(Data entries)

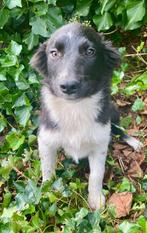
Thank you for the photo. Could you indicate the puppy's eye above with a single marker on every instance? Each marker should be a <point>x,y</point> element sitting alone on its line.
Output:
<point>55,54</point>
<point>90,52</point>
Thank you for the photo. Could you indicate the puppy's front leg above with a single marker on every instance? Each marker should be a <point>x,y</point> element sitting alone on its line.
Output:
<point>97,168</point>
<point>47,155</point>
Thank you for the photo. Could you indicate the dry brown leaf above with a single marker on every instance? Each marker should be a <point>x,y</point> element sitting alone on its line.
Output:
<point>135,170</point>
<point>122,202</point>
<point>119,146</point>
<point>122,103</point>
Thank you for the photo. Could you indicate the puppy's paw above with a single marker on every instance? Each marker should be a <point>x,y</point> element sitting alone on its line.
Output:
<point>96,201</point>
<point>133,142</point>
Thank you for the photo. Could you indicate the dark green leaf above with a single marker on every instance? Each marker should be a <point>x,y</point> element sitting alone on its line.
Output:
<point>23,114</point>
<point>39,26</point>
<point>138,105</point>
<point>82,7</point>
<point>4,16</point>
<point>103,22</point>
<point>31,40</point>
<point>135,13</point>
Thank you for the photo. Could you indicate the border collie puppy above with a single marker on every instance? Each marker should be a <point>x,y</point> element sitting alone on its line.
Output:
<point>77,113</point>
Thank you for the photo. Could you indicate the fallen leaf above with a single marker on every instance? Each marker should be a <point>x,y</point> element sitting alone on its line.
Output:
<point>122,103</point>
<point>144,112</point>
<point>119,146</point>
<point>122,202</point>
<point>135,170</point>
<point>127,152</point>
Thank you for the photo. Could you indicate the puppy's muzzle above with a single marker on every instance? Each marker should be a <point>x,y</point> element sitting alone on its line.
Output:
<point>70,87</point>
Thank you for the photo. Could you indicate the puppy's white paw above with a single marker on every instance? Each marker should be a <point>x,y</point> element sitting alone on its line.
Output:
<point>96,201</point>
<point>133,142</point>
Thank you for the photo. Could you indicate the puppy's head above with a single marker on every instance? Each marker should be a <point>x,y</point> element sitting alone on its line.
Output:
<point>76,62</point>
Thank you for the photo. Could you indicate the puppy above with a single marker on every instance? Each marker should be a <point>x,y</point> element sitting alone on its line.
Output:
<point>77,113</point>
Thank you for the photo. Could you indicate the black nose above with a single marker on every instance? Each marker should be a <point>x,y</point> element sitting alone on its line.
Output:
<point>70,87</point>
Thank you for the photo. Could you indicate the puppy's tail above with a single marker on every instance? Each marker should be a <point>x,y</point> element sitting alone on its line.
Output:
<point>116,130</point>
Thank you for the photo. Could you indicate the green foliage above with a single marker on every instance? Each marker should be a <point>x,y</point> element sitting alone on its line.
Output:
<point>59,205</point>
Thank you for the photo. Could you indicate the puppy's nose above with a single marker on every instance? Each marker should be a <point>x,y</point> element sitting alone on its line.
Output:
<point>70,87</point>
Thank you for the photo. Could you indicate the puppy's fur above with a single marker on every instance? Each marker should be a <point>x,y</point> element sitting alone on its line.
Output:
<point>77,113</point>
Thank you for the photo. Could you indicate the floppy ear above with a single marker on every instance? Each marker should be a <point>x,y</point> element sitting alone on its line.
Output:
<point>111,55</point>
<point>39,60</point>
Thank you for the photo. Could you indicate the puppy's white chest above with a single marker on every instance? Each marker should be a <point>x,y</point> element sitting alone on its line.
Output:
<point>79,133</point>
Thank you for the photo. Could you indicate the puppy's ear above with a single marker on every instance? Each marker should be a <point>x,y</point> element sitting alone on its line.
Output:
<point>111,55</point>
<point>39,60</point>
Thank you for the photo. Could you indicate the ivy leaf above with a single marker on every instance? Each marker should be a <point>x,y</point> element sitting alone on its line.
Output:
<point>8,213</point>
<point>80,215</point>
<point>31,40</point>
<point>127,227</point>
<point>8,60</point>
<point>15,140</point>
<point>23,114</point>
<point>4,16</point>
<point>2,77</point>
<point>13,3</point>
<point>22,101</point>
<point>103,22</point>
<point>107,5</point>
<point>82,7</point>
<point>30,195</point>
<point>3,123</point>
<point>138,105</point>
<point>135,13</point>
<point>39,26</point>
<point>14,48</point>
<point>54,19</point>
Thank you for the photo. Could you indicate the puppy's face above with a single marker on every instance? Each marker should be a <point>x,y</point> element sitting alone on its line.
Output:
<point>75,62</point>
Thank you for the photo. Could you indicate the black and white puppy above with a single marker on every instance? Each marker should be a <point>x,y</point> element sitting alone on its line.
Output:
<point>77,113</point>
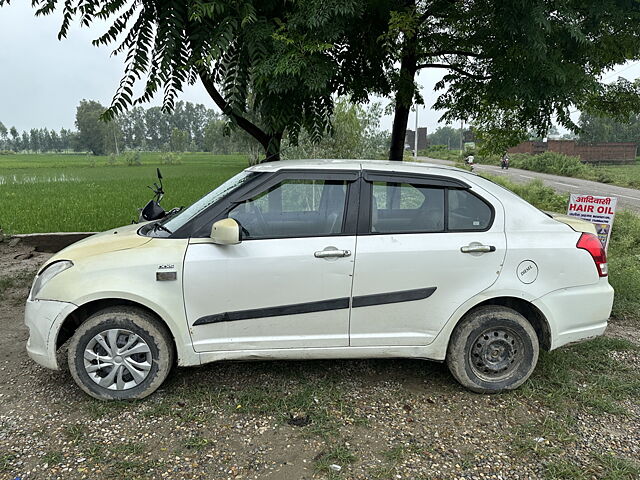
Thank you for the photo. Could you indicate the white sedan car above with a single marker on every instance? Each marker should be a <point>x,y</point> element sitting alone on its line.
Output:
<point>324,259</point>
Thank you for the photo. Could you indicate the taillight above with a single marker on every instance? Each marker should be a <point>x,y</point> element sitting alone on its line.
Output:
<point>591,243</point>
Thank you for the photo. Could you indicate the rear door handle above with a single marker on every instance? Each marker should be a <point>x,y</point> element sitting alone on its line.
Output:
<point>477,248</point>
<point>331,252</point>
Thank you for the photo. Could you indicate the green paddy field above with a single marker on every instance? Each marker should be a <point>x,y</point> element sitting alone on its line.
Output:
<point>71,193</point>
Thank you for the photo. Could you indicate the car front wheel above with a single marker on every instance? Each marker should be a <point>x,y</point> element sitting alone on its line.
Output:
<point>493,349</point>
<point>120,353</point>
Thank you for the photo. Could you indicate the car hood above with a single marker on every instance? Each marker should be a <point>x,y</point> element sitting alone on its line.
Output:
<point>121,238</point>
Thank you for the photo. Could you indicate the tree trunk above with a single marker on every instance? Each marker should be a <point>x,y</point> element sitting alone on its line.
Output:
<point>399,130</point>
<point>405,93</point>
<point>270,142</point>
<point>272,149</point>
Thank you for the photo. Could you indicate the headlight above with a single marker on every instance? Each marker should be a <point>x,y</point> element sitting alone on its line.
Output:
<point>47,274</point>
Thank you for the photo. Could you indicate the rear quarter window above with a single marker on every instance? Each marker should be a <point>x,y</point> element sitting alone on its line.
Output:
<point>467,211</point>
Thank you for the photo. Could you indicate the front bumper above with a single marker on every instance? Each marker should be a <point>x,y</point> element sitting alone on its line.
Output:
<point>577,313</point>
<point>44,318</point>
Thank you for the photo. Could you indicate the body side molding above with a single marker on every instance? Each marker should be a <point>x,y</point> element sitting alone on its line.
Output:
<point>320,306</point>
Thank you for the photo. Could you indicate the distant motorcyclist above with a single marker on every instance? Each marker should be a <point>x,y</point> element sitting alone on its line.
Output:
<point>470,160</point>
<point>504,164</point>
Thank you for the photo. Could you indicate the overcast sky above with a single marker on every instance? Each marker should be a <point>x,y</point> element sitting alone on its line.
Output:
<point>42,80</point>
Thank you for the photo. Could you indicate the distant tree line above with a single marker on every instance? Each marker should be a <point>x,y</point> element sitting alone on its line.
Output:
<point>36,140</point>
<point>189,127</point>
<point>355,133</point>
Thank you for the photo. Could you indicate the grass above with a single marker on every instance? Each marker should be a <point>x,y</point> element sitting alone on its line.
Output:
<point>623,258</point>
<point>338,454</point>
<point>48,193</point>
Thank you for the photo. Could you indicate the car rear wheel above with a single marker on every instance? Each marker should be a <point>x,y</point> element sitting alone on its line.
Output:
<point>120,353</point>
<point>493,349</point>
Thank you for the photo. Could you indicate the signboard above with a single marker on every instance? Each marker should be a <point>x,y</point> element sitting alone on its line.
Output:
<point>597,210</point>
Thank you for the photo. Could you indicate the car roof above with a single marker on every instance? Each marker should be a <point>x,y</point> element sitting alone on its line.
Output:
<point>343,164</point>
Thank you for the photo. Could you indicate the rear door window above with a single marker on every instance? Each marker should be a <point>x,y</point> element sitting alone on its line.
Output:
<point>404,208</point>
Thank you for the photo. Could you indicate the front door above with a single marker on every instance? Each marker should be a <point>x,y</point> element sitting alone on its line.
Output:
<point>288,283</point>
<point>428,247</point>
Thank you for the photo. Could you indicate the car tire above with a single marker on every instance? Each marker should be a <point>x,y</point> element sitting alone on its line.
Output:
<point>140,362</point>
<point>492,349</point>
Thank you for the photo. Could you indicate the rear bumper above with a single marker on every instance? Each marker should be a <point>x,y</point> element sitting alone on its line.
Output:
<point>577,313</point>
<point>43,318</point>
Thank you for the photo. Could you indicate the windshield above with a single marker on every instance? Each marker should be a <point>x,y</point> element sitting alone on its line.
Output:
<point>182,217</point>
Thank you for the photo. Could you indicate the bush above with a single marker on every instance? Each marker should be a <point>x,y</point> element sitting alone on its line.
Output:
<point>624,261</point>
<point>550,162</point>
<point>132,159</point>
<point>170,159</point>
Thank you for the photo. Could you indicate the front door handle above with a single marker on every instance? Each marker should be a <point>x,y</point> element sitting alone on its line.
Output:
<point>332,252</point>
<point>477,248</point>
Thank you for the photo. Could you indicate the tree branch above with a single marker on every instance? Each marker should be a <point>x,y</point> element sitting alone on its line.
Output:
<point>454,68</point>
<point>453,52</point>
<point>249,127</point>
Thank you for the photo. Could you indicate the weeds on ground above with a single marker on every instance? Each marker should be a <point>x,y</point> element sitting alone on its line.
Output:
<point>338,454</point>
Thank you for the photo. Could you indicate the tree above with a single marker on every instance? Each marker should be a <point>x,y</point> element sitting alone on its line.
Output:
<point>266,64</point>
<point>595,129</point>
<point>15,139</point>
<point>26,145</point>
<point>94,134</point>
<point>3,136</point>
<point>34,140</point>
<point>179,140</point>
<point>355,133</point>
<point>512,66</point>
<point>273,66</point>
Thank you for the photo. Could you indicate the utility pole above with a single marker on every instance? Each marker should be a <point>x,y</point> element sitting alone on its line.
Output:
<point>115,138</point>
<point>415,137</point>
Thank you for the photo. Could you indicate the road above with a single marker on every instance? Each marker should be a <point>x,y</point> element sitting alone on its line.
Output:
<point>628,198</point>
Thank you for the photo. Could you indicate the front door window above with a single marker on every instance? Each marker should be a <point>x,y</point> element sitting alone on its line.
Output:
<point>294,208</point>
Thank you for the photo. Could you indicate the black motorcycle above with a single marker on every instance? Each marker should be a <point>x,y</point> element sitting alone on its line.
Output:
<point>152,210</point>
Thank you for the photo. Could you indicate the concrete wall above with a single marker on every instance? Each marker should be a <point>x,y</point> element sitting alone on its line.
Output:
<point>618,153</point>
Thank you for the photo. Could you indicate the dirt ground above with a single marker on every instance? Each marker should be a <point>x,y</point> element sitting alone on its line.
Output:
<point>387,419</point>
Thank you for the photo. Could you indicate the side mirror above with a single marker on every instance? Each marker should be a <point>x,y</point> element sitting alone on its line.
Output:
<point>226,232</point>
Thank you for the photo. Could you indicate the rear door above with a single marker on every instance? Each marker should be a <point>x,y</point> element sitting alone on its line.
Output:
<point>425,246</point>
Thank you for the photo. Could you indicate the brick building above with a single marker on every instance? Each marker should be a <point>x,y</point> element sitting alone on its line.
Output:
<point>617,153</point>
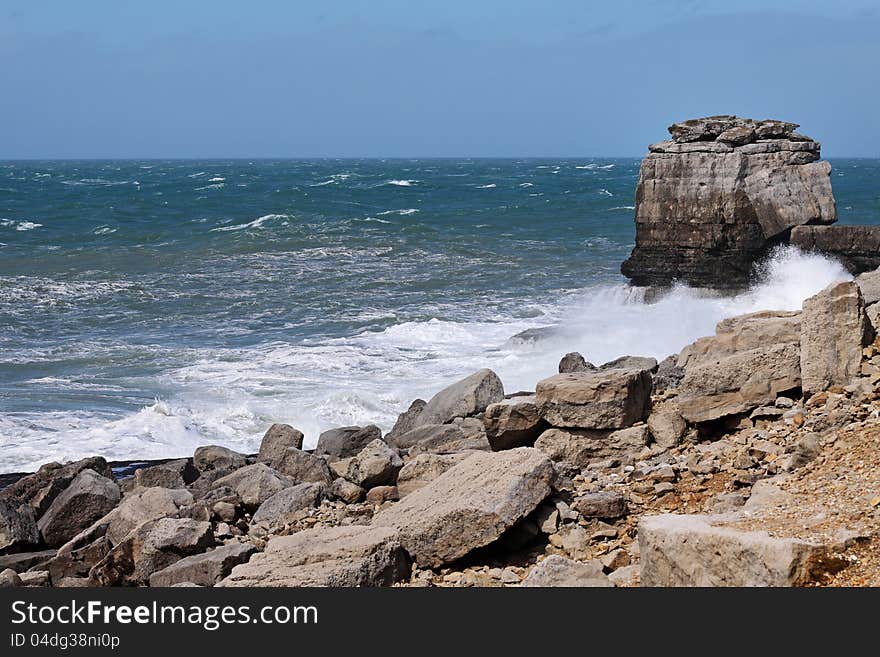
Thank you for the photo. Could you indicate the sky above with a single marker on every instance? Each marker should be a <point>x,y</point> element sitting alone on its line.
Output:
<point>398,78</point>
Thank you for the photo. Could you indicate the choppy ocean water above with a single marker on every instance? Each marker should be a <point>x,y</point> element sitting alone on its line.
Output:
<point>150,307</point>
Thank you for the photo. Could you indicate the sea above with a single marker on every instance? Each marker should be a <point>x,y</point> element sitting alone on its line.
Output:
<point>149,307</point>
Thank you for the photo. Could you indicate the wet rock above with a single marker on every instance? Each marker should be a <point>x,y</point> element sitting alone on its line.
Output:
<point>277,439</point>
<point>329,556</point>
<point>88,498</point>
<point>470,505</point>
<point>610,399</point>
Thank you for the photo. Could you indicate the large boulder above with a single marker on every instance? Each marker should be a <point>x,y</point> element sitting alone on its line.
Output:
<point>277,439</point>
<point>290,500</point>
<point>255,483</point>
<point>328,556</point>
<point>559,571</point>
<point>467,397</point>
<point>151,547</point>
<point>204,569</point>
<point>514,422</point>
<point>610,399</point>
<point>18,527</point>
<point>713,201</point>
<point>693,550</point>
<point>749,362</point>
<point>579,448</point>
<point>346,441</point>
<point>470,505</point>
<point>834,329</point>
<point>88,498</point>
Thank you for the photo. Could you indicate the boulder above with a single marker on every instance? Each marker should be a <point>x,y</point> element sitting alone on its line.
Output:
<point>40,489</point>
<point>216,459</point>
<point>302,467</point>
<point>833,331</point>
<point>514,422</point>
<point>144,505</point>
<point>290,500</point>
<point>691,550</point>
<point>18,528</point>
<point>470,505</point>
<point>708,207</point>
<point>204,569</point>
<point>277,439</point>
<point>255,483</point>
<point>610,399</point>
<point>607,505</point>
<point>151,547</point>
<point>88,498</point>
<point>574,362</point>
<point>329,556</point>
<point>556,571</point>
<point>171,474</point>
<point>467,397</point>
<point>377,464</point>
<point>749,362</point>
<point>346,441</point>
<point>425,468</point>
<point>581,447</point>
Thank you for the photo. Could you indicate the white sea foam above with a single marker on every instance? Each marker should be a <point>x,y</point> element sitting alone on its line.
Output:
<point>230,396</point>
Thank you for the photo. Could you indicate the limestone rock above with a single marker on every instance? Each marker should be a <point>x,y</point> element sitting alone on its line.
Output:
<point>204,569</point>
<point>277,439</point>
<point>289,500</point>
<point>328,556</point>
<point>514,422</point>
<point>255,483</point>
<point>610,399</point>
<point>346,441</point>
<point>88,498</point>
<point>683,550</point>
<point>833,331</point>
<point>470,505</point>
<point>557,570</point>
<point>467,397</point>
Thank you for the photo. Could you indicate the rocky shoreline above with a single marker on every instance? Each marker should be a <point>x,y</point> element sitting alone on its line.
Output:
<point>750,458</point>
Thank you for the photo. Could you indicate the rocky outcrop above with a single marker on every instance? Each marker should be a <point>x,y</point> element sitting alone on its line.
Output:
<point>834,329</point>
<point>856,247</point>
<point>711,202</point>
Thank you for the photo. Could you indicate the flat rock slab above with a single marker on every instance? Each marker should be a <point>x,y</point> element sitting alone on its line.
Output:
<point>330,556</point>
<point>696,550</point>
<point>609,399</point>
<point>470,505</point>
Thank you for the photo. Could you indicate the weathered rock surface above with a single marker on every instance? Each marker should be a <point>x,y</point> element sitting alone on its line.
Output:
<point>467,397</point>
<point>332,556</point>
<point>88,498</point>
<point>204,569</point>
<point>514,422</point>
<point>610,399</point>
<point>833,330</point>
<point>151,547</point>
<point>709,206</point>
<point>689,550</point>
<point>856,247</point>
<point>255,483</point>
<point>750,361</point>
<point>346,441</point>
<point>470,505</point>
<point>557,570</point>
<point>277,439</point>
<point>289,500</point>
<point>581,447</point>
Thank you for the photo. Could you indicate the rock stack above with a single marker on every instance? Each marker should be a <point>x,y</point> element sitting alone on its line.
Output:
<point>715,198</point>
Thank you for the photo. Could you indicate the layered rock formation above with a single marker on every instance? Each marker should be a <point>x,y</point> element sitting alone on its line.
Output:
<point>724,190</point>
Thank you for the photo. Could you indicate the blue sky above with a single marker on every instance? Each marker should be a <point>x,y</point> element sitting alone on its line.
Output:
<point>386,78</point>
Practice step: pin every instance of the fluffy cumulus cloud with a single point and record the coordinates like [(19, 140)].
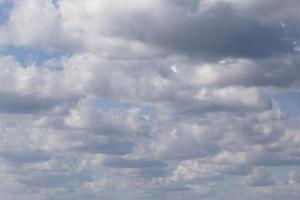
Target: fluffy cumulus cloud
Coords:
[(160, 99)]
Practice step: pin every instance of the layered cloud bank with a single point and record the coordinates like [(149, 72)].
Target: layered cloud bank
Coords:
[(160, 99)]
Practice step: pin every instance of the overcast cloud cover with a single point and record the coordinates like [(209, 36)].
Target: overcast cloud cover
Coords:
[(152, 99)]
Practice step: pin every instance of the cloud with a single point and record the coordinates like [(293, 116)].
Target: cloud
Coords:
[(161, 99)]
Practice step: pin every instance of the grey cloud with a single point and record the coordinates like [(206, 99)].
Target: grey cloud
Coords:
[(109, 146), (22, 157), (126, 163)]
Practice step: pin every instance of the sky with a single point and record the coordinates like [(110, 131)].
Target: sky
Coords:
[(149, 100)]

## About this task:
Return all lines in the data that include the word "bumper".

## Result of the task:
Thank you for the photo. Could you indicate the front bumper above with a single marker on every instance? Each marker should be a <point>x,y</point> element sitting alone on its line.
Thank you for the photo. Could you indicate the rear bumper above with a single marker on every instance? Each marker should be a <point>x,y</point> element sitting alone on its line.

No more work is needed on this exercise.